## [TEXT SHOWN]
^^^^^^^^
NEW LONDON—During Tuesday’s Lion’s Club meeting at the Spicer American Legion, Bethesda administrators provided a public update on the $19.5 million development of Bethesda North Pointe—the new senior and assisted living center under construction along Peterson Parkway in New London.
Bethesda’s Chief Development Officer Caroline Chan and Regional Director of Housing Carli Stensrud, offered a summary of the progress since groundbreaking took place last fall, and fielded questions from those in attendance on topics ranging from rental pricing to the development of dining and recreational facilities:
“When will Bethesda North Point open?”
Weather permitting, the center will be up and running 12-18 months after construction resumes this spring.
“How big will the facility be?”
Although originally planned as a 72-unit, 95,000 square-foot facility with 18 memory care units, 18 assisted living units and 36 senior apartments, Chan said that North Pointe is now “a 75-unit development at 101,000 square feet. (this does not include the pool and pickleball court that we are fundraising for.) There will be a total of 39 independent/assisted apartments and the others will remain 18.”
“What are the sizes and styles of the independent apartments?”
^^^^^^^^
## [DATASET EXTRACT]
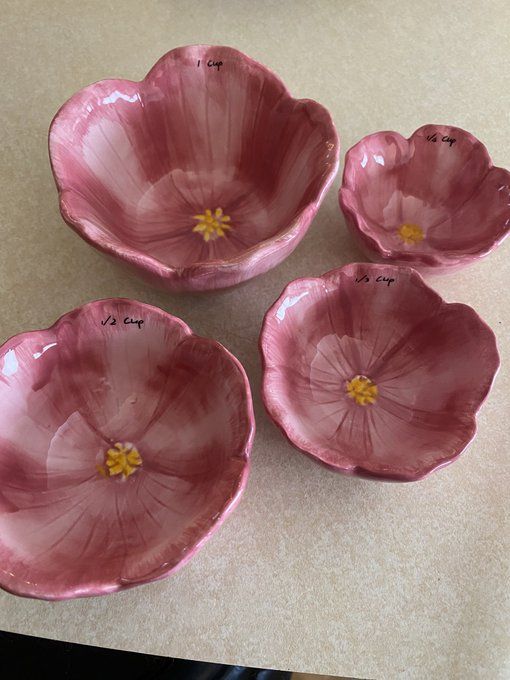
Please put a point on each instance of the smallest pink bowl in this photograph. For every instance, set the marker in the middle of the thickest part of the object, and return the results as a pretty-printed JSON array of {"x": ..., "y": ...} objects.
[
  {"x": 433, "y": 201},
  {"x": 371, "y": 373},
  {"x": 124, "y": 444}
]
^^^^^^^^
Pick up the report on the Bethesda North Pointe senior living center where it stops, and continue it. The items are unrelated to the report on Bethesda North Pointe and stand apart from it.

## [WRITTEN RESPONSE]
In total, there are expected to be 12 different floor plans residents will be able to choose from.
Dimensions of the independent apartments will range from studio apartments “around the 500-square-foot mark,” up to 1,300-square foot two-bedroom units. The number of each unit remains subject to change, but options include two bedroom, two bath units and one bedroom, one bath options.
The majority of the units are expected to be one bedroom designs, with approximately six studio styles available. However, some of the studio units may be converted into either one bedroom or one bedroom plus den options based on public feedback.
In order to retain a “local flavor,” rooms will be named after area lakes, with bigger rooms named after bigger lakes, and vice versa.
“Will there be a pool?”
While the development of the center, itself, is estimated to cost $17.5 million, the additional “wellness component” including a pool and indoor sports court (pickleball) is estimated to cost $2 million.
Bethesda North Pointe is planning to construct both the court and pool, but whether or not these amenities are built by the date of the grand opening depends on the success of fundraising efforts.
“What will the pool look like?”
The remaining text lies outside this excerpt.